WHAT YOU NEED TO DO:
1 – In the passage on the Claude Code security plugin, reproduce the text word for word, starting at "From a developer-experience" and stopping after "tired to read.".
2 – Render this sentence from the passage on the Claude Code security plugin into Spanish: "No one wants a nagging assistant that flags every innerHTML assignment when you are deliberately working in a controlled context."

The timing of this feature is interesting given the recent focus on AI security, both in terms of protecting AI systems and preventing AI from becoming a new source of vulnerabilities. Anthropic has already been positioning Claude Code Security as a frontier capability for defenders, making the case that AI-assisted analysis can catch complex, context-dependent flaws that pattern-based tools miss. That narrative has unsettled parts of the cybersecurity industry; when Claude Code Security was announced, some security stocks dropped sharply as investors digested the idea that AI coding assistants might start competing with, or at least augmenting, existing security solutions. A plugin that bakes basic security review into every AI-driven code change fits neatly into that storyline.

There is also a more introspective angle here: Claude Code itself has already had to learn hard lessons about its own attack surface. Earlier this year, a vulnerability tracked as CVE-2026-21852 described how a flaw in the project-load flow could allow a malicious repository to exfiltrate sensitive data, including Anthropic API keys, by manipulating configuration values before the user confirmed whether the project was trusted. That issue was patched in version 2.0.65, and users on the standard auto-update channel were automatically protected, but it underlined a simple truth – the tools we use to secure code can themselves become targets. Building a security-guidance plugin that scrutinizes Claude’s own edits feels like part of a broader push to harden the entire ecosystem.

At the same time, the plugin lands in a marketplace ecosystem that has already drawn scrutiny from security researchers. As third-party marketplaces and plugins emerged for Claude Code, researchers showed proof-of-concept attacks where a malicious plugin could rewrite Claude’s permissions files or auto-approve dangerous commands, effectively bypassing human-in-the-loop safeguards and exfiltrating data. Some of those demonstrations involved hooks that fire on every prompt submission, quietly changing how Claude executes shell commands like curl without the user realizing it. In that light, an official security plugin from Anthropic is not just about catching bugs in app code; it is also about setting expectations for what “good” defensive plugins should look like in this new ecosystem.

From a developer-experience perspective, the plugin is trying to hit a delicate balance. No one wants a nagging assistant that flags every innerHTML assignment when you are deliberately working in a controlled context. But the reality is that many vulnerabilities are introduced not by exotic zero-days, but by very familiar patterns used in slightly careless ways – a CI step with a bit too much string concatenation, a file upload path that is not properly validated, a deserialization helper that quietly accepts tainted input. Catching those issues at the moment of creation, with a specific pointer to safer patterns, is arguably more powerful than a long PDF report generated at the end of a sprint that everyone is too tired to read.

THE DATA:
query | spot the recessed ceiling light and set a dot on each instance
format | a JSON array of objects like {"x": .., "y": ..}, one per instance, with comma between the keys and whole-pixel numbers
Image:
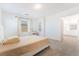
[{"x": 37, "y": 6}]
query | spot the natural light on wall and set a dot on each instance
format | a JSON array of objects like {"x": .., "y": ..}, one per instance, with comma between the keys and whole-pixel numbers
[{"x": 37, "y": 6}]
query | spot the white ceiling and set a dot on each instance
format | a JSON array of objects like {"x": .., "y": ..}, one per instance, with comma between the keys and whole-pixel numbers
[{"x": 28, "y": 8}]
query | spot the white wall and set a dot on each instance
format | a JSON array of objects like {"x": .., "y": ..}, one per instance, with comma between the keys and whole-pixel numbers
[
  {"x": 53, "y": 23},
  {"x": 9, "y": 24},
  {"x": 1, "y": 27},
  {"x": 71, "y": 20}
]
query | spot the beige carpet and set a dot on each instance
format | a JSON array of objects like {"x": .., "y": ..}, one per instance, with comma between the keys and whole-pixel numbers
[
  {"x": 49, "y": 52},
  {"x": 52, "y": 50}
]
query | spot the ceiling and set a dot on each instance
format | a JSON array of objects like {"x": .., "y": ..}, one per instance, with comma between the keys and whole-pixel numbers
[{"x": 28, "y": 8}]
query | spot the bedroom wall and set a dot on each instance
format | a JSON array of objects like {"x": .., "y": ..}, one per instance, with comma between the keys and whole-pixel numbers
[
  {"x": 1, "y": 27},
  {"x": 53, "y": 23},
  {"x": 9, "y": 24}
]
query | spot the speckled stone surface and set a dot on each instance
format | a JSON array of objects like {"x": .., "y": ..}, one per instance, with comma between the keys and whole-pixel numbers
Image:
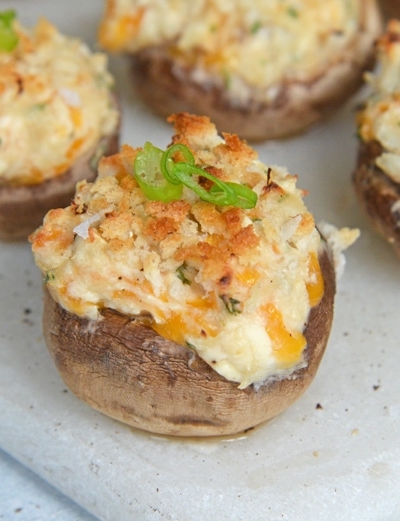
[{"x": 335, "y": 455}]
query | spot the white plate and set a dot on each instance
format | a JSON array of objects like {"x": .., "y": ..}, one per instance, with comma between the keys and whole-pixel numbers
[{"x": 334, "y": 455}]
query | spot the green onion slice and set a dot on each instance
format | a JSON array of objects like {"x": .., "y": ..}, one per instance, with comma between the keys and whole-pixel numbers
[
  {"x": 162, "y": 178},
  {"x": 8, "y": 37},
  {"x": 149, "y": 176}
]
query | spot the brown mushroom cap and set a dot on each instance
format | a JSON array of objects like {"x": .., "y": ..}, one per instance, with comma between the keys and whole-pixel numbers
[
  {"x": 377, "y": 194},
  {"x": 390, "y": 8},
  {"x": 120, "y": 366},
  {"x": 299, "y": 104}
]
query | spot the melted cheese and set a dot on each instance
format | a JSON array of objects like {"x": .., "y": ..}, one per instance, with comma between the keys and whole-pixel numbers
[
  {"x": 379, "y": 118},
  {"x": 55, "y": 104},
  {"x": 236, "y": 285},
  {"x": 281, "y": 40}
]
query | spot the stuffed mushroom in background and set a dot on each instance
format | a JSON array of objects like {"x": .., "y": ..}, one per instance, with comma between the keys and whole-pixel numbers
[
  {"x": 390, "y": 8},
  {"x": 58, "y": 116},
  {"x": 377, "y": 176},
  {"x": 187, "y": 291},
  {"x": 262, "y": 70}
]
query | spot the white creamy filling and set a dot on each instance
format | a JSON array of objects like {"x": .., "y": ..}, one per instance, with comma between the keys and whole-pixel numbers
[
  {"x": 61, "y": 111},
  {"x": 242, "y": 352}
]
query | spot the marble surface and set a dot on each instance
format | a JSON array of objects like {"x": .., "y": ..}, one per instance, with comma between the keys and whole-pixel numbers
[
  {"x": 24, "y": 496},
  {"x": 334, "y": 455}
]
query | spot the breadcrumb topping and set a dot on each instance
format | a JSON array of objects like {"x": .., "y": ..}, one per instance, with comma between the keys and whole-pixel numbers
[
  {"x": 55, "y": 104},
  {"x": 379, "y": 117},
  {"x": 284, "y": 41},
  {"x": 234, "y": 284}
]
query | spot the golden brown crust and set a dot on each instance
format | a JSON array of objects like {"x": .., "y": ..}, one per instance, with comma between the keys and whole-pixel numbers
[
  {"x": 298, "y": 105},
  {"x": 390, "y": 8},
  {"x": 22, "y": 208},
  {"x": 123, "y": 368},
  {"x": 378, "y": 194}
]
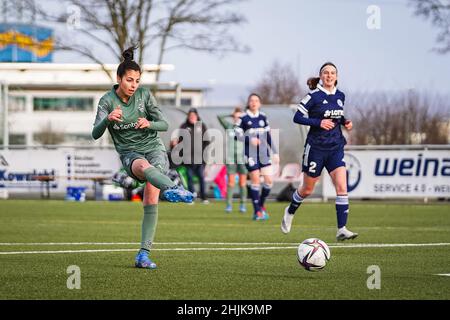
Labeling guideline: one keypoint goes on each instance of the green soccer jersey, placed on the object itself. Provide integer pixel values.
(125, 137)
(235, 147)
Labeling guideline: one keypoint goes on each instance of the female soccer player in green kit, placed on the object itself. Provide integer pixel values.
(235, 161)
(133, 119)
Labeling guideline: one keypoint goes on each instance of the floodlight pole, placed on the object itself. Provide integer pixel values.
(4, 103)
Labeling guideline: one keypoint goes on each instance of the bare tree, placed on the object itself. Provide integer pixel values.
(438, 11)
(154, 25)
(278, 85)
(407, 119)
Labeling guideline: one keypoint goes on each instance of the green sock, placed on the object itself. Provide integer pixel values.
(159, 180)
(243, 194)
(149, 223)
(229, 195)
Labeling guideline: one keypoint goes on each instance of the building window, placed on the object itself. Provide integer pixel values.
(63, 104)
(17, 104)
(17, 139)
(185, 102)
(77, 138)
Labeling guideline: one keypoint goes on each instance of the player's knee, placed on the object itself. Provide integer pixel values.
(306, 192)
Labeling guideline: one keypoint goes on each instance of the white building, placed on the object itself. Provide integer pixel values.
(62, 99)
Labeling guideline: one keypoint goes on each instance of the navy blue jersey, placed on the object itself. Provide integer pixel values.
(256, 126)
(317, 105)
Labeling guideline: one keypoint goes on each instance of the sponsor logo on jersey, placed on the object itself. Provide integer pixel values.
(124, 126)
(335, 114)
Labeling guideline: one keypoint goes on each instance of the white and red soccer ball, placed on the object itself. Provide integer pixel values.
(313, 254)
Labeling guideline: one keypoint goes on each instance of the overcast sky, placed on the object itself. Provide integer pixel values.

ANSWERS PER TASK:
1 –
From a developer-experience perspective, the plugin is trying to hit a delicate balance. No one wants a nagging assistant that flags every innerHTML assignment when you are deliberately working in a controlled context. But the reality is that many vulnerabilities are introduced not by exotic zero-days, but by very familiar patterns used in slightly careless ways – a CI step with a bit too much string concatenation, a file upload path that is not properly validated, a deserialization helper that quietly accepts tainted input. Catching those issues at the moment of creation, with a specific pointer to safer patterns, is arguably more powerful than a long PDF report generated at the end of a sprint that everyone is too tired to read.

2 – Nadie quiere un asistente fastidioso que señale cada asignación de innerHTML cuando estás trabajando deliberadamente en un contexto controlado.